■ TEXT BLOCK ■
━━━━━━━━━━
Reputation: 1193
I have a 5 worker node cluster with 6 GB of memory each (Spark executor memory is set at 4608 GB).
I have been running out of memory, with Spark telling me that one of my executors was trying to use more that 5.0 GB of memory. If each executor gets 5 GB of memory, then I should have 25 GB overall of memory between my entire cluster.
ExecutorLostFailure (executor 4 exited caused by one of the running tasks)
Reason: Container killed by YARN for exceeding memory limits. 5.0 GB of 5.0
GB physical memory used. Consider boosting spark.yarn.executor.memoryOverhead.
At the beginning of my spark application, when I look at one of my RDDs in the Storage tab (it is the only rdd in the cache at this point), I see:
RDD Name Storage Level Cached Partitions Fraction Cached Size in Memory Size on Disk
myRDD Memory Serialized 1x Replicated 20 100% 3.2 GB 0.0 B
Host On Heap Memory Usage Off Heap Memory Usage Disk Usage
Node 1 643.5 MB (1931.3 MB Remaining) 0.0 B (0.0 B Remaining) 0.0 B
Master 0.0 B (366.3 MB Remaining) 0.0 B (0.0 B Remaining) 0.0 B
Node 2 654.8 MB (1920.0 MB Remaining) 0.0 B (0.0 B Remaining) 0.0 B
Node 3 644.2 MB (1930.6 MB Remaining) 0.0 B (0.0 B Remaining) 0.0 B
Node 4 656.2 MB (1918.6 MB Remaining) 0.0 B (0.0 B Remaining) 0.0 B
Node 5 652.4 MB (1922.4 MB Remaining) 0.0 B (0.0 B Remaining) 0.0 B
This seems to show that each node only has about 2.5 GB of available memory. The storage tab also never gets close to showing 25 GB of cached RDDs before my spark application gets an out of memory error.
How can I find out how much memory is allocated for cached RDDs?
Upvotes: 2
Views: 1002
Reputation: 10082
While submitting a job, you can specify the parameter spark.memory.storageFraction
. The default value for this is 0.5.
So, in your case where you are allocating 5G memory for executors, 2.5G will be reserved for caching and the remaining 2.5G will be used for execution.
From Memory Management:
spark.memory.storageFraction
Amount of storage memory immune to eviction, expressed as a fraction of the size of the region set aside by spark.memory.fraction. The higher this is, the less working memory may be available to execution and tasks may spill to disk more often. Leaving this at the default value is recommended. For more detail, see this description.
Upvotes: 2
━━━━━━━━━━
■ LIST OF TASKS ■
a – Using the Spark memory thread above, decide whether each statement agrees with it. Answer yes or no for each, and quote the words that decide it.
(i) The default value of spark.memory.storageFraction is 0.5.
(ii) The cluster has seven worker nodes.
(iii) Keeping spark.memory.storageFraction at its default value is recommended.
b – Translate this sentence from the Spark memory thread into Spanish: "The higher this is, the less working memory may be available to execution and tasks may spill to disk more often."
━━━━━━━━━━
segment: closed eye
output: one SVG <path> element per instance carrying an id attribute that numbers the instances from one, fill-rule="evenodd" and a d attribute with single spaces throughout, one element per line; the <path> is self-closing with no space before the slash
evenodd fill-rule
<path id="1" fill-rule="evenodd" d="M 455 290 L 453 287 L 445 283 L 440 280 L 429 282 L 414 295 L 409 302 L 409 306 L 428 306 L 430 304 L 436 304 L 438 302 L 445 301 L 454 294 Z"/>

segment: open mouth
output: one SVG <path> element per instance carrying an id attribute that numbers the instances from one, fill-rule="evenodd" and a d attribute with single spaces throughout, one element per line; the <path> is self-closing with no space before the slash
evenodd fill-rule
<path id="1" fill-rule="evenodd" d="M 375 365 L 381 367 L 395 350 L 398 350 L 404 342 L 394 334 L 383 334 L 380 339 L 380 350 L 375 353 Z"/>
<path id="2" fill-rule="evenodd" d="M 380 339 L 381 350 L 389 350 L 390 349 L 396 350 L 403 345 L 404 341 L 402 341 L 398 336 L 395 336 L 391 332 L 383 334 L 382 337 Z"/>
━━━━━━━━━━
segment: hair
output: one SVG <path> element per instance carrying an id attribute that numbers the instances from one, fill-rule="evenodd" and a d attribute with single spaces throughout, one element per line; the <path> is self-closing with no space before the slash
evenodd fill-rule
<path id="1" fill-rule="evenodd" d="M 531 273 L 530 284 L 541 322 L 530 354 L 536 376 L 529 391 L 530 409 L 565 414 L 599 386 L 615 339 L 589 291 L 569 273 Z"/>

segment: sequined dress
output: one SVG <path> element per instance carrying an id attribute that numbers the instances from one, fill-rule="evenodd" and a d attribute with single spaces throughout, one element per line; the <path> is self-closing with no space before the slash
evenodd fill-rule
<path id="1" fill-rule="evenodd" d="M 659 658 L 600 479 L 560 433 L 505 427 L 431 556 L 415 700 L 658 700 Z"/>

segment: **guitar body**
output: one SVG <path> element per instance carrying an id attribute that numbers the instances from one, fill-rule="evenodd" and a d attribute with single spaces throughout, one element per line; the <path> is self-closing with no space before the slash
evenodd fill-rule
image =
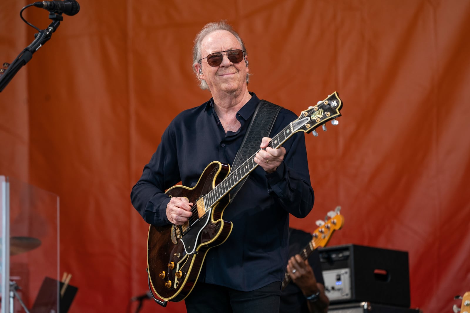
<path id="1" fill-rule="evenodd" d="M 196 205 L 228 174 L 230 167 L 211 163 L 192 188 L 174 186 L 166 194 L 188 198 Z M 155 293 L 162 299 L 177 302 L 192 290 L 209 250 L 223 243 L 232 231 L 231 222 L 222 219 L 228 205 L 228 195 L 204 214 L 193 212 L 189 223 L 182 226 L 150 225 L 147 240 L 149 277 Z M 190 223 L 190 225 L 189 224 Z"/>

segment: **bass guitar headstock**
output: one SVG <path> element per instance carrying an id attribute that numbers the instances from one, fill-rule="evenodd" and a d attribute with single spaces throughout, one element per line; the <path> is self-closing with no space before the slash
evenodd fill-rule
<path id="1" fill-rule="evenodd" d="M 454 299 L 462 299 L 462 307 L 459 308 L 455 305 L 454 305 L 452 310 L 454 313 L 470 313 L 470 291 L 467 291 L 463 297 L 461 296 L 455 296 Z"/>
━━━━━━━━━━
■ TASK-BY-TASK ANSWERS ■
a –
(i) Yes: "The default value for this is 0.5."
(ii) No: "I have a 5 worker node cluster"
(iii) Yes: "Leaving this at the default value is recommended."

b – Cuanto más alto sea este valor, menos memoria de trabajo podrá estar disponible para la ejecución y las tareas podrán volcarse al disco con más frecuencia.